Data excerpts
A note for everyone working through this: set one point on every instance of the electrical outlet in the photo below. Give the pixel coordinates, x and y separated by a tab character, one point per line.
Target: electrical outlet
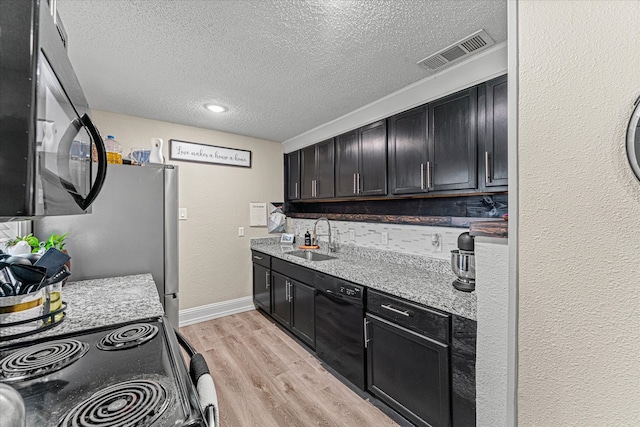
436	243
384	238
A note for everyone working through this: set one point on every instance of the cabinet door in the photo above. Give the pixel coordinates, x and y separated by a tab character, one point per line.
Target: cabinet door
303	312
372	178
262	287
324	169
409	372
281	305
453	142
407	148
317	170
307	171
346	166
495	136
292	172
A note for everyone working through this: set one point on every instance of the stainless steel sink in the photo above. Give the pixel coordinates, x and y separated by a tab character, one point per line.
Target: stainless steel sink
311	255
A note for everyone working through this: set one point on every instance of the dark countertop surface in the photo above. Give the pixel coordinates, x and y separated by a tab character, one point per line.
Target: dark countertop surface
492	228
419	279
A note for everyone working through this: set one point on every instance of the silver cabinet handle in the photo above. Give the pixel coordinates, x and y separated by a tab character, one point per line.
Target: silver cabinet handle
487	177
366	335
395	310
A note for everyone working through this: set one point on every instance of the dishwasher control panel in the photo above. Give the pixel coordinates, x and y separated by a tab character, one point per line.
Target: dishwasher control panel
349	290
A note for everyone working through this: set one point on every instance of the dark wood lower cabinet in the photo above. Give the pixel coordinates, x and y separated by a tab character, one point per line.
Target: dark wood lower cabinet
463	371
420	361
261	280
281	306
303	312
262	287
409	372
294	307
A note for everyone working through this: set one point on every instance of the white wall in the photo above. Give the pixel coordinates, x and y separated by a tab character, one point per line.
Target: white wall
579	301
477	69
492	349
215	264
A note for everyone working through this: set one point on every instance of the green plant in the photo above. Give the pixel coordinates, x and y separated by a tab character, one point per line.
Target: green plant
54	241
29	238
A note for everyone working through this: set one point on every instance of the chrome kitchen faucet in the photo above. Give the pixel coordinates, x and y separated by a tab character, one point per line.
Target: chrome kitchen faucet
332	247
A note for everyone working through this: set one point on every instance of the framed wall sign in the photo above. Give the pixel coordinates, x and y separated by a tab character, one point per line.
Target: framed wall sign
202	153
286	238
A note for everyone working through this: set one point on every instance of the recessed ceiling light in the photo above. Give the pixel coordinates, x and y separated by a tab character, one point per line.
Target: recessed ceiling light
216	108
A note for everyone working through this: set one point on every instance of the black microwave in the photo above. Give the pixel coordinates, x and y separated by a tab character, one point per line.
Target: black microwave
52	158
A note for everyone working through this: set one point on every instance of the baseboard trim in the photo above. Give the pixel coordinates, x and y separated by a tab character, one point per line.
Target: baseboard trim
189	316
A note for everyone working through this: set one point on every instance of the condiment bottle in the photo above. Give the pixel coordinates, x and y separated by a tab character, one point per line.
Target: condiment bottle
114	150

** What needs to be done **
Output the data exactly, pictures omitted.

** Output for this exercise **
A note for everyone working through this: set one point on every instance of the electrical outlet in the photo below. Give the pixel coordinates, x and y separated by a tab character, one point per line.
Target: electrical outlet
436	243
384	238
A note for everyone working through this: set one point on every instance of the cabinet door in the photo above. Give the pixel coordinates, x and y separated by a tab character, one point per line.
Target: cabinet door
303	312
372	178
262	287
324	169
409	372
281	305
453	142
407	148
317	170
307	171
346	166
495	136
292	172
A note for everyone working through this: set one point on every instance of the stainless steel sink in the photo above. Give the pixel coordinates, x and y separated by a tab character, one point per line.
Target: stainless steel sink
311	255
A note for everyone working through this: set one point on every instance of the dark countertop surface in the photo above. Give the pixel coordinates, x and y separated by a tab character, one point per line.
Target: dark countertop surface
492	228
419	279
A note for everyone working through this: set one point on every instance of the silver cabinet handle in the photo above. Give the pixel coordinates, x and y separated by a tab character, one point per line.
Target: silver cabinet handle
487	177
366	335
395	310
A note for everyone working through this: set one point on every instance of the dishwasher control panel in the photo above. Give the pixel coordinates, x and y separated by a tab character, one point per line.
Target: dishwasher control panel
349	290
A note for everyone working through this: set one point on every instance of the dark wood lower cabinet in the photo above. Give the pixel coordinates, x and y separated by a tab character, one point per line.
Target: dark wood lower cabinet
463	371
420	361
261	280
281	306
303	312
262	287
409	372
294	307
A note for everyone working through this: set one point on every instance of the white wall in the photo above. Give the pixel coordinates, x and y separated by a tab character, one point per line.
Target: white wall
579	301
477	69
492	349
215	264
A note for everyone working through this: set one point on every instance of the green plant in the photo above. Give the pixel coordinates, x and y separated by a tab character, one point per line.
Target: green plant
54	241
29	238
A note for everyone working through this: set one point on every instance of the chrome kitchen faucet in the photo above. Give the pixel coordinates, x and y separated by a tab character, one point per line.
Target: chrome kitchen faucet
332	247
A note for everyone working through this: set one point on every instance of the framed wall sign in the photo above. Give the pixel coordinates, x and y separated by a tab character, one point per line.
Target: framed wall sign
202	153
286	238
A note for everyone working through this: set one point on every instance of the recessed ceiling light in the photo above. Give the pixel coordinates, x and y separated by a tab character, one point per line.
Target: recessed ceiling light
216	108
A note for everyone working through this: set one point on every instance of the black microwave in the photo above. Give the pixel coordinates, x and y separated by a tab character, one point per line.
Target: black microwave
52	158
A note for everyone working through this: set one point on every instance of the baseboard trim in the photo above. Give the pixel coordinates, x and y separated by a tab character, one point per line.
Target: baseboard trim
189	316
A note for everyone working through this: set one point on every instance of the condiment bottle in the photo above. Give the pixel coordinates, x and y separated by a tab character, one point per line.
Target: condiment bottle
114	150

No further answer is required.